Problem requirements:
Copy the passage of the Meta-Science 101 post between "Wait, what?" and "in the present.", inclusive, without changing anything.

___ Page excerpt

Meta-Science 101, Part 8: Snakes at the top

Now that we’re at the top of the epistemic pyramid, let’s see what diamonds we can find up here.  Here’s one systematic review that says smoking is causally related to lung cancer.  Here’s another meta-analysis that fails to find a link between childhood vaccinations and the development of autism.  And this meta-analysis shows that people can psychically detect the future via as-of-yet unknown nonphysical processes.

Wait, what?

This story starts in 2011, when esteemed Cornell psychologist Daryl Bem published a paper in the Journal of Personality and Social Psychology that reported the results of nine experiments testing for the existence of “retroactive influence,” or the idea that events in the future can affect people physiologically or behaviorally in the present.

A priori, this idea seems absurd.  Events in the future haven’t happened yet, so how could they affect the present?  The causal arrow goes in only one temporal direction, and to find otherwise would seem to fly in the face of everything we know about physics.

But eight out of nine of Bem’s experiments found statistically significant evidence for “retroactive influence.”

Let’s get a sense of what these experiments entailed.  In a standard psych experiment not testing for retroactive influence, a participant might be asked to practice rehearsing 25 randomly selected words out of a list of 50 words.  Later, they would be asked to type as many of the words from the list as they could remember.  Of course, as you might expect, they generally recall the words that they practiced rehearsing more readily.

Bem basically just time-reverses this protocol.  The participants are still given the list of 50 words initially, but then are asked immediately in a surprise test to type as many of the 50 words they can remember.  Only after that are they asked to practice rehearsing 25 randomly selected words.  What Bem found is that the participants were better at recalling words in the initial surprise test if they were going to practice rehearsing them in the future.

______
___ Provided records

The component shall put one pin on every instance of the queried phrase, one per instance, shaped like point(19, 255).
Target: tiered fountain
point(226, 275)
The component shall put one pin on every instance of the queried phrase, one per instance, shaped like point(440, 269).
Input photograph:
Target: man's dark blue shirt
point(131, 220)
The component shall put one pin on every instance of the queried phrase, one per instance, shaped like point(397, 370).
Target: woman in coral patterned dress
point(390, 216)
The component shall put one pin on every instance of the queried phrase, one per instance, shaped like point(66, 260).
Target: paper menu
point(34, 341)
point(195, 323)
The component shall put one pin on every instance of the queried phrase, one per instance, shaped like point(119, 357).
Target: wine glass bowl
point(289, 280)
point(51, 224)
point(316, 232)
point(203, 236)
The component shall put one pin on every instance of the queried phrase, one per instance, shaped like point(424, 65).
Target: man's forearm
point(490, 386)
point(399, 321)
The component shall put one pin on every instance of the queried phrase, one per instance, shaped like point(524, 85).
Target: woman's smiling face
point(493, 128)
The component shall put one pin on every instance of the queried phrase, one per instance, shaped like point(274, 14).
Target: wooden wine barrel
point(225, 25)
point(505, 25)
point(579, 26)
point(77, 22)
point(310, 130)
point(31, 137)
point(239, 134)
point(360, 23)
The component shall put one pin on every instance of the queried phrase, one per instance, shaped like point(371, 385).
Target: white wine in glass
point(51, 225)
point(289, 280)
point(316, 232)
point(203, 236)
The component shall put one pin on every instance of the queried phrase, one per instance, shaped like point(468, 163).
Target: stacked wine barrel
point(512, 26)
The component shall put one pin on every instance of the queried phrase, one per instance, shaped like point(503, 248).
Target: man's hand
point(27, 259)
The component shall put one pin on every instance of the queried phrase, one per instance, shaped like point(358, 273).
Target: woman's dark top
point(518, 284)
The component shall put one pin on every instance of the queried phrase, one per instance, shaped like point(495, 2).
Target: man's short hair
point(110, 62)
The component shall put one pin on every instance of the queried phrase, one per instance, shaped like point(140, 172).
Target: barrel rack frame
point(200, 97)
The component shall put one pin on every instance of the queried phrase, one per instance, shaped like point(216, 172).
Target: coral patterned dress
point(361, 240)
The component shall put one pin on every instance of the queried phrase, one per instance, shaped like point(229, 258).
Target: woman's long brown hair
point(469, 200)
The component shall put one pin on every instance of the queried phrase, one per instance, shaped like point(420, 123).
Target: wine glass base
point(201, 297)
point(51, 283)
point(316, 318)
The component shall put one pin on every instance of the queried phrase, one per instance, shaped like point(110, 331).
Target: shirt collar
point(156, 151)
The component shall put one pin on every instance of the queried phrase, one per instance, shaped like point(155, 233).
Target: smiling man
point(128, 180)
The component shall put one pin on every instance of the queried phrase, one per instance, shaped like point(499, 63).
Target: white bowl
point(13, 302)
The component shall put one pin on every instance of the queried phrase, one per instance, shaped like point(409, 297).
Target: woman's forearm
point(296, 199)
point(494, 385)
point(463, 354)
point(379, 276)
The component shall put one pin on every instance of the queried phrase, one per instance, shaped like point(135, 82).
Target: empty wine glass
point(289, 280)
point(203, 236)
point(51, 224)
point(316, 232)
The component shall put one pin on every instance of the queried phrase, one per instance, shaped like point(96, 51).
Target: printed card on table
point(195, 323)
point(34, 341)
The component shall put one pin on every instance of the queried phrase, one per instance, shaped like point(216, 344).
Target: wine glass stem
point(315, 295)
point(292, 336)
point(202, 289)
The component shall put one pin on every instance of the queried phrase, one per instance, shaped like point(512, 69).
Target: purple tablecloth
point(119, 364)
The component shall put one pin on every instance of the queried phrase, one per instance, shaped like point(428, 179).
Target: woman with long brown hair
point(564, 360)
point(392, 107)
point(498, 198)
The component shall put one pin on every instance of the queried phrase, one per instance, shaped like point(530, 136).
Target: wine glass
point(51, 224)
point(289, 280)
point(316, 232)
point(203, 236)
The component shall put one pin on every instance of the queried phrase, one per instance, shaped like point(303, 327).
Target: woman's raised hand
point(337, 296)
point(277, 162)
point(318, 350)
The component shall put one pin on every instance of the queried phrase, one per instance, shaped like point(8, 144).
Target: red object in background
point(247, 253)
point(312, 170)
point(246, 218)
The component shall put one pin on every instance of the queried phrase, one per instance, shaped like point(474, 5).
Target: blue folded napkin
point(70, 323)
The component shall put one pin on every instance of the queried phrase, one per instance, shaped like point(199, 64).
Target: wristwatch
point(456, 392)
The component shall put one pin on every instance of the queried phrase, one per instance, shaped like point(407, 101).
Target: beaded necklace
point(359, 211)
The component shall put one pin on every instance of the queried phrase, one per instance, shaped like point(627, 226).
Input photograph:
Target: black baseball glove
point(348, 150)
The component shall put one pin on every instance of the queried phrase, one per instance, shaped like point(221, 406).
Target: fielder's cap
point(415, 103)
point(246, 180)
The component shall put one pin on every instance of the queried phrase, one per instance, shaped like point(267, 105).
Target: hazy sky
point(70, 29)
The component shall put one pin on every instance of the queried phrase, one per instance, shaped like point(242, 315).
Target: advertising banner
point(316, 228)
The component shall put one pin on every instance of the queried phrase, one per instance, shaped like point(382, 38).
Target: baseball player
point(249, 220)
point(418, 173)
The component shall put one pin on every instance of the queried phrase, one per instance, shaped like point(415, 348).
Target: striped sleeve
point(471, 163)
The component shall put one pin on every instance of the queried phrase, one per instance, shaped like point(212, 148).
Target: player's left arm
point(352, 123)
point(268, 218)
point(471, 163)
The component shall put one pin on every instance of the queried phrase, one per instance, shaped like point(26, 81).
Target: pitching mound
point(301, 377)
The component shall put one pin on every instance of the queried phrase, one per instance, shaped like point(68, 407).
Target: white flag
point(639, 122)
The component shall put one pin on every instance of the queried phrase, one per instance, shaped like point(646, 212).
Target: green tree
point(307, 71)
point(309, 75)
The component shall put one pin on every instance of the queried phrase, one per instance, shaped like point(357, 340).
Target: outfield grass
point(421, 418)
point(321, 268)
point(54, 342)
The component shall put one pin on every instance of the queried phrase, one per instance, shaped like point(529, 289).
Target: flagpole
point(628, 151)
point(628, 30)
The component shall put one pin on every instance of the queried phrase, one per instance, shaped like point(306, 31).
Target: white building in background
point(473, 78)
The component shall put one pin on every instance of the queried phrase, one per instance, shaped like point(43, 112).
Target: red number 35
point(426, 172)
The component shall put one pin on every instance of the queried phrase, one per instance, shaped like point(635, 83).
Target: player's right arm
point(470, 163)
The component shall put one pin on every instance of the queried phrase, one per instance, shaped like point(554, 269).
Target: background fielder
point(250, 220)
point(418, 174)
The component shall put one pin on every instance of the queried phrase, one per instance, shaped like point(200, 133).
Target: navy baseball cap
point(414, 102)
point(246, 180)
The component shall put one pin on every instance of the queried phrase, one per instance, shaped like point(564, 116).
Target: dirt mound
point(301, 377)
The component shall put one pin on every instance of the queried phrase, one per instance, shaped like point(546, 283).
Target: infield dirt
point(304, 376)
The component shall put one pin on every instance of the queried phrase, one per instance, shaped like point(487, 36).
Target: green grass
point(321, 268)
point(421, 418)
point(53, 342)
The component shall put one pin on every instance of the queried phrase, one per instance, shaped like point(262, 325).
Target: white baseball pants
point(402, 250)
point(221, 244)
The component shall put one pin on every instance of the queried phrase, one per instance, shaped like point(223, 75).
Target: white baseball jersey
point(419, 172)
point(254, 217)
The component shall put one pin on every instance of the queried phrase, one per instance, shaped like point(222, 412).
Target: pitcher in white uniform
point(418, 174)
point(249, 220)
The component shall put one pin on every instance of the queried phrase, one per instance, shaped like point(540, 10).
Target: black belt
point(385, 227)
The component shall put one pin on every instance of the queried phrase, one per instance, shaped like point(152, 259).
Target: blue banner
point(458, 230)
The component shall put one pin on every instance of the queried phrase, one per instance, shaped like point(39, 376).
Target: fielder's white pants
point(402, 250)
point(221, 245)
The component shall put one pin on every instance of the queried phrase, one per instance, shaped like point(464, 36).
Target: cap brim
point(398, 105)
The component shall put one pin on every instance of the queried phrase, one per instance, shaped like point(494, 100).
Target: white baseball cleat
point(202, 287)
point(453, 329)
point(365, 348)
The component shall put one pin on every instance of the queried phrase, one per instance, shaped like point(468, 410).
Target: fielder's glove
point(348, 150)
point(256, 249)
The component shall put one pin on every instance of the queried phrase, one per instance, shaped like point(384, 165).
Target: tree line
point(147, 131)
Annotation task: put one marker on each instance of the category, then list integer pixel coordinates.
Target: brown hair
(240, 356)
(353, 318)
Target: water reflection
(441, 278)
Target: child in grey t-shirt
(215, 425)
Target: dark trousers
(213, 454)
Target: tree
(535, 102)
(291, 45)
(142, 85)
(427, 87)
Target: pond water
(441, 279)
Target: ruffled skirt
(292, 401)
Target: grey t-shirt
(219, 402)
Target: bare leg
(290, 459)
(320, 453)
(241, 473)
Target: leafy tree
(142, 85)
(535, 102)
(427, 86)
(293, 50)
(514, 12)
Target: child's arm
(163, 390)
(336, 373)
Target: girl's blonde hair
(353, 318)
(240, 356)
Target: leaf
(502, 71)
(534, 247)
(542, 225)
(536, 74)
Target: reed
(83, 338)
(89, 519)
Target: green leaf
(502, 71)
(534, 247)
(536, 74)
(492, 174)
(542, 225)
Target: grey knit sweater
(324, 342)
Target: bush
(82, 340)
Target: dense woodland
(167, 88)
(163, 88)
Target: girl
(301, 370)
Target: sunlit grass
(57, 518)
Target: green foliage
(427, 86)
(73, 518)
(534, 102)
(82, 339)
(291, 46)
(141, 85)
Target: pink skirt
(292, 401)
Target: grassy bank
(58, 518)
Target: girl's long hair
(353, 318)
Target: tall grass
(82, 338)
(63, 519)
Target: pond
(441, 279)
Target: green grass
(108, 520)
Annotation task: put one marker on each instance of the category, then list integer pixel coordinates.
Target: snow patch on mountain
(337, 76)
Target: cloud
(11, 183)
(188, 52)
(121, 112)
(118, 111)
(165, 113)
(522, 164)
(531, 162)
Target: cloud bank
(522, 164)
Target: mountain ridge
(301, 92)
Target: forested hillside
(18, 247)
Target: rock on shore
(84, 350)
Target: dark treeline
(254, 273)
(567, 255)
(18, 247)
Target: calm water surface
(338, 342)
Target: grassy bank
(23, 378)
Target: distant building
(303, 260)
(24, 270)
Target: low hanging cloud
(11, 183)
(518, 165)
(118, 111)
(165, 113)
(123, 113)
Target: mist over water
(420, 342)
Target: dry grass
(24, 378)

______

Response area:
Wait, what?

This story starts in 2011, when esteemed Cornell psychologist Daryl Bem published a paper in the Journal of Personality and Social Psychology that reported the results of nine experiments testing for the existence of “retroactive influence,” or the idea that events in the future can affect people physiologically or behaviorally in the present.